> Items listed in a dataset:
■ ■ ■ ■
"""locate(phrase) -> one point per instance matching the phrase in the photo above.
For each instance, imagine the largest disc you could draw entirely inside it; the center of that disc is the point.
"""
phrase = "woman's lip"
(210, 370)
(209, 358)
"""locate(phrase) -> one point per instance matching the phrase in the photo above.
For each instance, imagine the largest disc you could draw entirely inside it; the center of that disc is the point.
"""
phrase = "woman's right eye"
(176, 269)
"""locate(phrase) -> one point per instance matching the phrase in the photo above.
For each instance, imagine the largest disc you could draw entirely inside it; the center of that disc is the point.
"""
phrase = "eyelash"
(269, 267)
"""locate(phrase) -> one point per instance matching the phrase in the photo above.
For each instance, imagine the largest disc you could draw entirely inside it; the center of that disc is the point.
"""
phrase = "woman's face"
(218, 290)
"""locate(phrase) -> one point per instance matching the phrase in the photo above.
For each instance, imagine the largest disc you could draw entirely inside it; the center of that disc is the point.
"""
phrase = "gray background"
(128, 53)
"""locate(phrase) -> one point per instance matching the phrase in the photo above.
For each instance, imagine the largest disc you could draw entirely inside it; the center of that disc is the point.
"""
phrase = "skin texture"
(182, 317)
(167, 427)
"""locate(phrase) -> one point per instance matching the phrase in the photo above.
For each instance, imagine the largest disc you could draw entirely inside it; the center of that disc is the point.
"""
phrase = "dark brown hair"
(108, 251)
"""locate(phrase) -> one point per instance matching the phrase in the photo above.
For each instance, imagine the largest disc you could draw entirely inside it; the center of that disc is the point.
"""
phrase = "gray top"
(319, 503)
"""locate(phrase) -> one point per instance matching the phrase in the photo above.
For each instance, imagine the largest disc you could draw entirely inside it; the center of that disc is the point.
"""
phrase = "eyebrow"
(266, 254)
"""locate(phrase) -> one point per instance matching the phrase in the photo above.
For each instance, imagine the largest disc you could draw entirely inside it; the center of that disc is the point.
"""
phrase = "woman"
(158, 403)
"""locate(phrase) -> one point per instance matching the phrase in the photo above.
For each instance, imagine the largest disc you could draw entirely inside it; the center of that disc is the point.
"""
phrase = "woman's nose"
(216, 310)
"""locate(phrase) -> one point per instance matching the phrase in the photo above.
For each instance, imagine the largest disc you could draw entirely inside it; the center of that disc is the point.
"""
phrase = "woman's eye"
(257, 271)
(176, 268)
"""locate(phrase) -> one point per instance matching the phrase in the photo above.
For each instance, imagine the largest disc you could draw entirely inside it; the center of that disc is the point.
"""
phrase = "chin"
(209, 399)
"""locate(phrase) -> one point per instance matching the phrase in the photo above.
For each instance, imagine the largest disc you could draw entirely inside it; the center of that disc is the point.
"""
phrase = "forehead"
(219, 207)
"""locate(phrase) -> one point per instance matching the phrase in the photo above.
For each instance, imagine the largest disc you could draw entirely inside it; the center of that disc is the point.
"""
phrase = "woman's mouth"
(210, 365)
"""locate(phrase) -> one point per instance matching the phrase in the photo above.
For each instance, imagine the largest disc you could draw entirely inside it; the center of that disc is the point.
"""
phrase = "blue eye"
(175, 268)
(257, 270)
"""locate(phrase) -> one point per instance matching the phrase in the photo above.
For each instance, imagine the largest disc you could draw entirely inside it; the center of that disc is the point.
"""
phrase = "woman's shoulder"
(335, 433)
■ ■ ■ ■
> EXERCISE DIRECTIONS: Would you copy each line of the data exactly as it appears above?

> OUTPUT BELOW:
"""locate(phrase) -> one point per instance matching the phrase in the photo above.
For each instance, imagine the largest disc you could draw entirely inside it; the center of that disc is the point.
"""
phrase = "woman's lip"
(210, 370)
(209, 358)
"""locate(phrase) -> one point per instance matching the phrase in the photo above.
For each instance, imagine the largest disc you could draw entirely inside it; the center of that disc is the point.
"""
phrase = "woman's right eye"
(176, 269)
"""locate(phrase) -> one point per instance matching the phrase in the photo above.
For each instance, imagine the largest disc you could draw entirely inside it; the center of that disc is the point.
"""
phrase = "eyelash"
(269, 267)
"""locate(phrase) -> one point per instance matching the phrase in the photo above.
For each instance, imagine the largest disc you could draw entirely inside it; the center of that disc is the point.
"""
phrase = "woman's face"
(218, 290)
"""locate(phrase) -> one point per instance matching the phrase in the photo above.
For each instance, imagine the largest disc you could draw entirely inside it; the center of that disc is the point.
"""
phrase = "gray background"
(128, 53)
"""locate(phrase) -> one point per instance matching the phrase in the photo above.
For each instance, imagine the largest disc you could draw entirely inside it; the center of that disc is the point.
"""
phrase = "skin texture"
(182, 317)
(167, 427)
"""locate(phrase) -> one point per instance matching the phrase in the photo above.
For each instance, imagine the largest disc you could draw entirely inside it; the center of that disc is the point.
"""
phrase = "dark brown hair"
(108, 251)
"""locate(phrase) -> one point per instance matching the phrase in the photo above.
For each instance, imagine the largest disc you could draw entirely inside it; the center of that disc is the point.
"""
phrase = "gray top"
(319, 503)
"""locate(phrase) -> one point per instance matching the phrase in the photo above.
For each instance, imagine the largest disc you could draw entirely inside it; the center of that disc is the point.
"""
phrase = "eyebrow"
(266, 254)
"""locate(phrase) -> one point per instance matching the phrase in the photo above.
For each instance, imagine the largest disc you could draw entirely inside it; the center of that disc is the point.
"""
phrase = "woman"
(158, 403)
"""locate(phrase) -> one point per instance matching the phrase in the photo above.
For each instance, imagine the largest disc you could draw entirely inside it; the center of that disc is the point.
"""
phrase = "woman's nose"
(216, 310)
"""locate(phrase) -> one point per instance matching the phrase in the photo above.
For each instance, imagine the largest disc you could draw entirely inside it; the center of that disc is the point.
"""
phrase = "woman's eye"
(257, 271)
(176, 268)
"""locate(phrase) -> one point per instance matching the phrase in the photo above.
For each instance, imagine the largest disc you could draw entirely inside it; the center of that disc is the point.
"""
phrase = "chin"
(209, 399)
"""locate(phrase) -> one point per instance matching the phrase in the photo above.
For each instance, imagine the largest disc you could draw entirely inside it; the center of that disc is the point.
"""
phrase = "forehead"
(219, 207)
"""locate(phrase) -> one point per instance matching the phrase in the photo above.
For each instance, imagine the largest disc you could draw entirely inside it; the center of that disc is the point.
"""
phrase = "woman's mouth"
(210, 365)
"""locate(phrase) -> one point per instance matching the phrase in the photo above.
For each instance, imagine the largest disc you could draw entirely inside it; the center of that disc is the point.
"""
phrase = "blue eye"
(175, 268)
(257, 270)
"""locate(phrase) -> one point per instance matching the phrase in the photo above.
For each instance, imagine the largest disc you could draw entirely inside it; the center of that disc is the point.
"""
phrase = "woman's shoulder"
(335, 433)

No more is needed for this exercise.